Without including any pictures, copy each entry below exactly.

(Items from a data source)

● ● ●

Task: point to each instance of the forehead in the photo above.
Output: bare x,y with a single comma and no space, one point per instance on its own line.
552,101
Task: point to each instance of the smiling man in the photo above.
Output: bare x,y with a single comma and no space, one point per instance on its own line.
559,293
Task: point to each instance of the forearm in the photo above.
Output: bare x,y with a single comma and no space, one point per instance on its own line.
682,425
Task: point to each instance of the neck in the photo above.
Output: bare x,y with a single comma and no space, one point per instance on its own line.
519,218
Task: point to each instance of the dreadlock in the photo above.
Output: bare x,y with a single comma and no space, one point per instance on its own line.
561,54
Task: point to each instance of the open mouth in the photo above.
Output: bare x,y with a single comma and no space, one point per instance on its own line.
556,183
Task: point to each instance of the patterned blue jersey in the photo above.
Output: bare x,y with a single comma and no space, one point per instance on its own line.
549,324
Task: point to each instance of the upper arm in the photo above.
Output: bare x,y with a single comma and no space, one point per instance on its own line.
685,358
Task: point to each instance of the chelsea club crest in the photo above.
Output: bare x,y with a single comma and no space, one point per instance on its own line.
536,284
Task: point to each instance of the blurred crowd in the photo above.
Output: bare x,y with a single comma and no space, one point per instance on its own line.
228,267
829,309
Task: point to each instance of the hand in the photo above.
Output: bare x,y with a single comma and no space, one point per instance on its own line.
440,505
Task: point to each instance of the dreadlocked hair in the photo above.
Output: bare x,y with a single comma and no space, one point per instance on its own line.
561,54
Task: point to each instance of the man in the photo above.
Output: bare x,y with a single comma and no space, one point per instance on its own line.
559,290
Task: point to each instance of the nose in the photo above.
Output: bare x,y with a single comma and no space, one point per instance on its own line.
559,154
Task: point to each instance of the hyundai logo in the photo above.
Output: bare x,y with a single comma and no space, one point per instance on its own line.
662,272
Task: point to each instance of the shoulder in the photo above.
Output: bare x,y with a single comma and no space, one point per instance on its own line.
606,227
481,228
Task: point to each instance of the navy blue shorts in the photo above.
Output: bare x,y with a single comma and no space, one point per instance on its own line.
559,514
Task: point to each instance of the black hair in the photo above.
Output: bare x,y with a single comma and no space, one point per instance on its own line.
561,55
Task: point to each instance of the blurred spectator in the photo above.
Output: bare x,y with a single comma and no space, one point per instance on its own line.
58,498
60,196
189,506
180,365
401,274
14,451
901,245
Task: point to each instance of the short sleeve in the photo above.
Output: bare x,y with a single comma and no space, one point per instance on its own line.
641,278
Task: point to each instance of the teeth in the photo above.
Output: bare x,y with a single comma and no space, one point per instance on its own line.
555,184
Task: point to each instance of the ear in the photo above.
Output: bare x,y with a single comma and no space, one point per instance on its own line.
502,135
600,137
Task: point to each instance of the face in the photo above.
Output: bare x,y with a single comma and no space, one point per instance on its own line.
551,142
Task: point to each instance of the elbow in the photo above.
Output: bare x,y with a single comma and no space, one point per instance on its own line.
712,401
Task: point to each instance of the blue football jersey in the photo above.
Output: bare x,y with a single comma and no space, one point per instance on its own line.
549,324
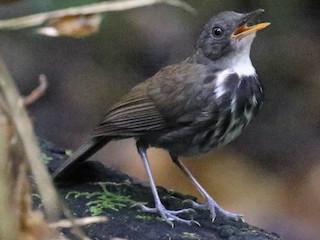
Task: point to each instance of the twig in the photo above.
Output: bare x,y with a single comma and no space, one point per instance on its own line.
37,92
79,222
109,6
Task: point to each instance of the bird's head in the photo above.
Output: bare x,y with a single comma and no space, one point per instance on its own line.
228,34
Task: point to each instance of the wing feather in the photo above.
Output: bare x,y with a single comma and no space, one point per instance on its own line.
135,115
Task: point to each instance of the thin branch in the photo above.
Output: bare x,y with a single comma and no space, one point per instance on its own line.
37,92
109,6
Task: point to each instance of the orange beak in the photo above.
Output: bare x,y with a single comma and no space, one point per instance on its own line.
246,30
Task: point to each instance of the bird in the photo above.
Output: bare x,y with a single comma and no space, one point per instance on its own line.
188,108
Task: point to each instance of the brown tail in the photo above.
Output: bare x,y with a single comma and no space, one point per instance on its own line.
80,155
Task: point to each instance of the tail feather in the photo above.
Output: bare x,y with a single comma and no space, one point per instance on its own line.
80,155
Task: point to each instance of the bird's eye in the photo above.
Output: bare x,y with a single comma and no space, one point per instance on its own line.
217,32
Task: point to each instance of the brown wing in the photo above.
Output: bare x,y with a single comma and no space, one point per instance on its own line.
134,115
168,99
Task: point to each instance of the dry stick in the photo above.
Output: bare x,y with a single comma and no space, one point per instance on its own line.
37,92
24,131
13,106
40,18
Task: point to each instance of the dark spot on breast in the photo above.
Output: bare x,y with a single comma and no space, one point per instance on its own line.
209,79
206,139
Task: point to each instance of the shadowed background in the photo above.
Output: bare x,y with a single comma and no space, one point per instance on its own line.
271,173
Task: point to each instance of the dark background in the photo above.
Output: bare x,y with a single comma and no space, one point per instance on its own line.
271,173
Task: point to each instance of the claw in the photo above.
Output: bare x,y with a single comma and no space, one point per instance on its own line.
213,207
169,216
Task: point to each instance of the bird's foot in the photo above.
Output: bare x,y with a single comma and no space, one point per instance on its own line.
213,207
169,216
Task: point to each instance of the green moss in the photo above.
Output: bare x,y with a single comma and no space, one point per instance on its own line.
144,217
188,235
99,201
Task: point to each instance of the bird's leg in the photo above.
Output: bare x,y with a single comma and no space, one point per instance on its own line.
210,203
167,215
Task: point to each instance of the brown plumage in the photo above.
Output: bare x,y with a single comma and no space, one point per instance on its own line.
187,108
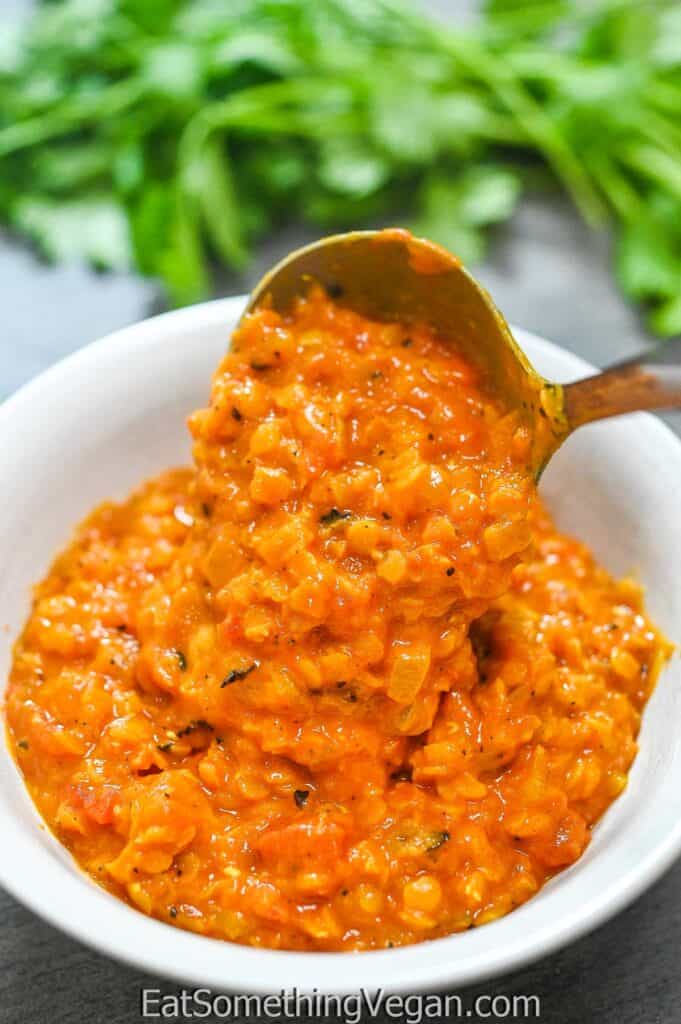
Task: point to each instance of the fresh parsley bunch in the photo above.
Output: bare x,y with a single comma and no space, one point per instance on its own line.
167,134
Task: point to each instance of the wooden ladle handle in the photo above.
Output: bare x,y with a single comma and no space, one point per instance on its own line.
651,380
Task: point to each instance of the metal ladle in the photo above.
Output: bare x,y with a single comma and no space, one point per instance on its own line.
391,275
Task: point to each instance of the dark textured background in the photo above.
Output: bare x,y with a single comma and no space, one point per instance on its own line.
549,274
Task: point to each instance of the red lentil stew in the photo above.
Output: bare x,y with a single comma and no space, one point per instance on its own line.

● ● ●

> _SOLUTION_
Task: point to each instance of the forehead in the photo above.
Output: bare x,y with a single comma and no space, one point per instance on its own line.
552,101
Task: point to each instance of the smiling man in the photo above.
Output: bare x,y with a single comma and no space, one point per instance on its own line.
559,293
Task: point to each instance of the forearm in the photo above.
Output: bare x,y with a single comma and no space, one point per instance on its own line.
682,425
Task: point to each instance of the neck in the photo above.
Output: bare x,y with a single comma and no space, one point per instance on its own line.
519,218
Task: point to each instance of the dreadlock in the photo above.
Output: bare x,y with a single comma and no space, one point per instance on its own line.
561,54
Task: point to each instance of the open mouth in the photo above.
Output: bare x,y with a single comma and no space, one point per instance on its own line.
556,183
Task: point to each instance of the patterned blue jersey in the photo above.
Output: bare x,y with a single comma and no space, one point per instance on its own line.
549,324
Task: point to each instance of the upper arm in the photo above.
Output: bare x,y with a single comma and no space, one point per instance on its own line.
685,358
Task: point to each instance of the chelsea club crest in the photo above.
Output: bare x,y with a single comma and no space, one point per instance on its own line.
536,284
Task: point to each instance of the blurred crowd in the photo above.
Output: bare x,y with a single comma and no space, one point per instance on its own line.
228,267
829,309
Task: point to each instance of the hand in the photo above.
Output: bare x,y with a single comma and no space, one point per instance on its own line.
440,505
Task: point to each instance of the dreadlocked hair in the photo above.
Output: bare x,y with a single comma and no space, one point per instance on its own line.
561,54
Task: point to each instance of the man in the photo above.
Output: bare x,y with a single comma and no space, one point per instance on its own line.
559,290
Task: point to each instance of the nose in the photo above.
Output: bare x,y with a single comma and no space, one point per instance on its own line.
559,154
Task: point to each instance of the hyundai logo in the photo above.
Output: bare x,y with a single comma and no space, one point per instance on its own line.
662,272
Task: point to each instance of the shoulder in the photo above.
Output: bare x,y with a single comma and no space, one point per instance on its own line.
606,227
481,228
Task: point to each instance of the navy blue shorts in the photo above.
Output: bare x,y with a single comma and no space, one point per instance on its own line.
559,514
Task: point to each instance of the black hair in the photo above.
Output: bare x,y with a single comma and no space, one point per instance on its own line.
561,55
Task: point to each instance of the blurred spectator in the photo above.
Output: bare x,y with a single comma and no space, one point per instance on its own line.
58,498
60,196
189,506
180,365
401,274
14,451
901,245
Task: point to each instance of the short sleeve in the photo above.
Output: bare x,y with a single comma and no space, one point per instance on its own line.
641,278
Task: point to each instance of the teeth in the photo above.
Output: bare x,y with a single comma and no space, one point per instance on its own line.
555,184
Task: point to each instance of the ear in the photo above.
Output: bare x,y with a single comma and no space, one point per instance on its own line.
502,135
600,137
Task: point to each instance of the face in the photo above.
Output: bare x,y with a single comma and no space, one point per instance on its own line.
551,142
Task: point to each instance of the elbow in the photo above.
Output: bare x,y with a single comma and no space, one point per instance on its own line.
712,401
Task: point to each instance of the blue football jersey in the photo above.
Output: bare x,y with a single comma and no space, one point per instance on its own line.
549,324
Task: point to each instance of the twig in the photo above.
Output: bare x,y with a single comma and no space, one point per instance on its own line.
37,92
79,222
109,6
Task: point to each instance of the bird's head in the photo above.
Output: bare x,y with a single comma and no space, one point per instance on its own line.
228,34
Task: point to each instance of the wing feather in the photo above.
Output: bare x,y with a single comma and no space, one point per instance on its own line.
135,115
Task: point to each instance of the thin branch in the photo above.
Output: bare x,y with a single comma and no space, one point per instance on its own line.
37,92
109,6
Task: point to each instance of the orange beak in the photo above.
Output: bare x,y with a single comma and no space, one point per instance on its own line.
246,30
Task: point to each instance of the bird in the photo above.
Output: bare x,y with a single comma and no space, one point per instance on its own line.
188,108
Task: point to each instance of the brown tail in the photo above.
Output: bare x,y with a single comma and no space, one point per instance on its own line.
80,155
Task: point to each instance of the tail feather in the photo above.
Output: bare x,y with a single comma and no space, one point per instance on its own line.
80,155
Task: point to each instance of the bird's eye in the photo above.
Output: bare x,y with a single comma and no space, one point per instance on its own line.
217,32
Task: point to each instance of the brown wing in the photo above.
Output: bare x,y with a single comma and no space, one point per instance on its own line.
134,115
168,99
Task: point to each instance of the dry stick in the photo above.
Output: bare x,y with a single comma and no space, one point per instance on its own line.
37,92
24,131
13,106
40,18
Task: point to each instance of the dark spot on breast in the photo above.
Output: bare x,y with a single comma and no space, one point per instance on its own line.
209,79
206,139
Task: point to each instance of the shadowed background in the photo above.
Output: bare x,y with a single comma and no space, one point per instance on its own line.
271,173
Task: point to each instance of the dark background in the photo above.
Output: bare x,y with a single comma and no space, one point per instance on its own line.
271,173
Task: point to each instance of the claw in the photo above.
Output: bare x,y with a single comma and no space, one point per instance on its own line.
213,207
169,216
Task: point to each instance of the bird's foot in the photo above.
Output: bare x,y with a single comma and no space, one point per instance on its own line.
213,207
169,216
Task: point to each instance of the green moss in the photo above.
Output: bare x,y with a single comma and no space, one point per instance on its own line.
144,217
188,235
99,201
Task: point to each instance of the bird's leg in the photo above.
Output: bare x,y with a single comma and no space, one point per instance on its own line.
210,203
167,215
Task: point to each instance of the brown plumage in the photo above.
Output: bare x,y with a single comma and no space, one point per instance on its own line.
187,108
Task: point to each instance of the fresh parsley bunch in the photo above.
Output: bare x,y with a single comma and no space, one point per instance on its own line.
167,134
Task: point to each instance of the wooden ladle handle in the photo above.
Output: bare x,y with a single comma and no space, one point per instance on its own line.
651,380
Task: point to each instance of the metal ladle in the photo above.
Output: bare x,y with a single comma and no space, one point per instance on its own line.
391,275
Task: point to each instance of the dark textured background in the photo above.
Output: bare x,y with a single comma and no space, one point per instance on its own line.
549,274
Task: point to each instance of the red lentil stew in the photo above.
Output: bare x,y with a single comma and no space, one point per instance on its own line.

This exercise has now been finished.